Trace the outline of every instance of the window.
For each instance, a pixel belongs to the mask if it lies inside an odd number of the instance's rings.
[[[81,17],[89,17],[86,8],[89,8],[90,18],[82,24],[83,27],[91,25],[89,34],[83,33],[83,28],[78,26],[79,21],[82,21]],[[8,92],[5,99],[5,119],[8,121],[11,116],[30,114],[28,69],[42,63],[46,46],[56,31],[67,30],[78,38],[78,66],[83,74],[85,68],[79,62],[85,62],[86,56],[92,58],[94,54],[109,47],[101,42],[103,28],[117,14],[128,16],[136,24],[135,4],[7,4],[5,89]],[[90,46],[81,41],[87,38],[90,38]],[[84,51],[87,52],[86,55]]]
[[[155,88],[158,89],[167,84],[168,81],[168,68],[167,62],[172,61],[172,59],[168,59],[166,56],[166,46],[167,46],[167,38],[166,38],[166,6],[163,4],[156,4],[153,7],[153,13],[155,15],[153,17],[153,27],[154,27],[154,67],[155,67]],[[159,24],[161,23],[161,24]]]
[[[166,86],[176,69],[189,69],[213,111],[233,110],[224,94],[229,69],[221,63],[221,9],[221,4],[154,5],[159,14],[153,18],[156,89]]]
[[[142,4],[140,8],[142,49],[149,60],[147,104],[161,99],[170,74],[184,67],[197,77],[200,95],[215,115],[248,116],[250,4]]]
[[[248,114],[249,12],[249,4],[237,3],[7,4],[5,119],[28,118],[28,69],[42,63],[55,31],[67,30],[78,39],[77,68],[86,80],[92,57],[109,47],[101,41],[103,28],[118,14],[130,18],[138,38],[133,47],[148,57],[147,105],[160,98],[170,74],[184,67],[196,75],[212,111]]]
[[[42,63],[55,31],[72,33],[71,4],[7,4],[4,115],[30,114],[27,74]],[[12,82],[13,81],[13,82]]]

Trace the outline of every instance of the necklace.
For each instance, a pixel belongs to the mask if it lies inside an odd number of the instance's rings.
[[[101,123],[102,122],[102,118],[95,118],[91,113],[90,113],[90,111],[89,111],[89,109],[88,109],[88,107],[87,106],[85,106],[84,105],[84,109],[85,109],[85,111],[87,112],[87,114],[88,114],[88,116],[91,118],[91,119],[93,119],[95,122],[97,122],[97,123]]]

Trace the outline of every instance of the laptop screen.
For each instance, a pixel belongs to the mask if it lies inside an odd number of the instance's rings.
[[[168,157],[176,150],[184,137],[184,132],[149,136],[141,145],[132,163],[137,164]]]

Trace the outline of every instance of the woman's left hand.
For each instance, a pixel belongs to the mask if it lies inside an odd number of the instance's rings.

YOUR GOAL:
Your task is to retype the data exactly, with no line missing.

EXERCISE OUTPUT:
Trace the outline of every instance of the window.
For each instance, a pixel belongs to the mask if it lies inside an odd number of the instance's rings.
[[[81,17],[89,17],[86,8],[89,8],[90,18],[82,24],[83,27],[91,25],[89,34],[83,33],[83,28],[78,26],[79,21],[82,21]],[[8,92],[5,99],[5,119],[8,121],[11,116],[30,114],[28,69],[42,63],[46,46],[56,31],[67,30],[78,38],[78,66],[83,74],[85,68],[79,62],[85,62],[86,56],[92,58],[94,54],[109,47],[101,42],[103,28],[117,14],[128,16],[136,24],[135,4],[7,4],[5,89]],[[90,46],[81,41],[87,38],[90,38]],[[84,51],[87,52],[86,55]]]
[[[155,88],[158,89],[167,84],[168,81],[168,68],[167,62],[172,61],[172,59],[168,59],[166,56],[166,46],[167,46],[167,38],[166,38],[166,6],[163,4],[156,4],[153,7],[153,13],[155,15],[153,17],[153,27],[154,27],[154,67],[155,67]],[[159,24],[161,23],[161,24]]]
[[[166,86],[176,69],[189,69],[213,111],[233,110],[224,94],[229,69],[221,63],[221,9],[221,4],[154,5],[159,14],[153,18],[156,89]]]
[[[142,4],[140,8],[142,49],[149,60],[147,104],[161,99],[170,74],[184,67],[197,77],[200,95],[215,115],[248,116],[250,4]]]
[[[248,114],[249,12],[249,4],[237,3],[7,4],[5,119],[28,118],[28,69],[42,63],[55,31],[67,30],[78,39],[77,68],[86,80],[92,57],[109,47],[101,41],[103,28],[118,14],[130,18],[138,38],[133,47],[148,57],[147,105],[160,98],[170,74],[184,67],[196,75],[212,111]]]
[[[42,63],[55,31],[72,33],[71,4],[7,4],[4,115],[30,114],[27,74]],[[12,82],[13,81],[13,82]]]

Trace the outline of every instance of the necklace.
For each instance, a pixel belongs to the mask if it lies inside an odd number of the instance's rings.
[[[101,123],[102,122],[102,118],[95,118],[91,113],[90,113],[90,111],[89,111],[89,109],[88,109],[88,107],[87,106],[85,106],[84,105],[84,109],[85,109],[85,111],[87,112],[87,114],[88,114],[88,116],[91,118],[91,119],[93,119],[95,122],[97,122],[97,123]]]

Trace the outline of every instance of the laptop screen.
For each instance, a pixel belongs to the mask if it lies inside an odd number of the instance's rings.
[[[168,157],[176,150],[184,137],[184,132],[149,136],[141,145],[132,163],[137,164]]]

Trace the outline of every instance of the woman's left hand.
For each instance, a pixel belongs to the mask if it lies inside an odd number of the instance's rings.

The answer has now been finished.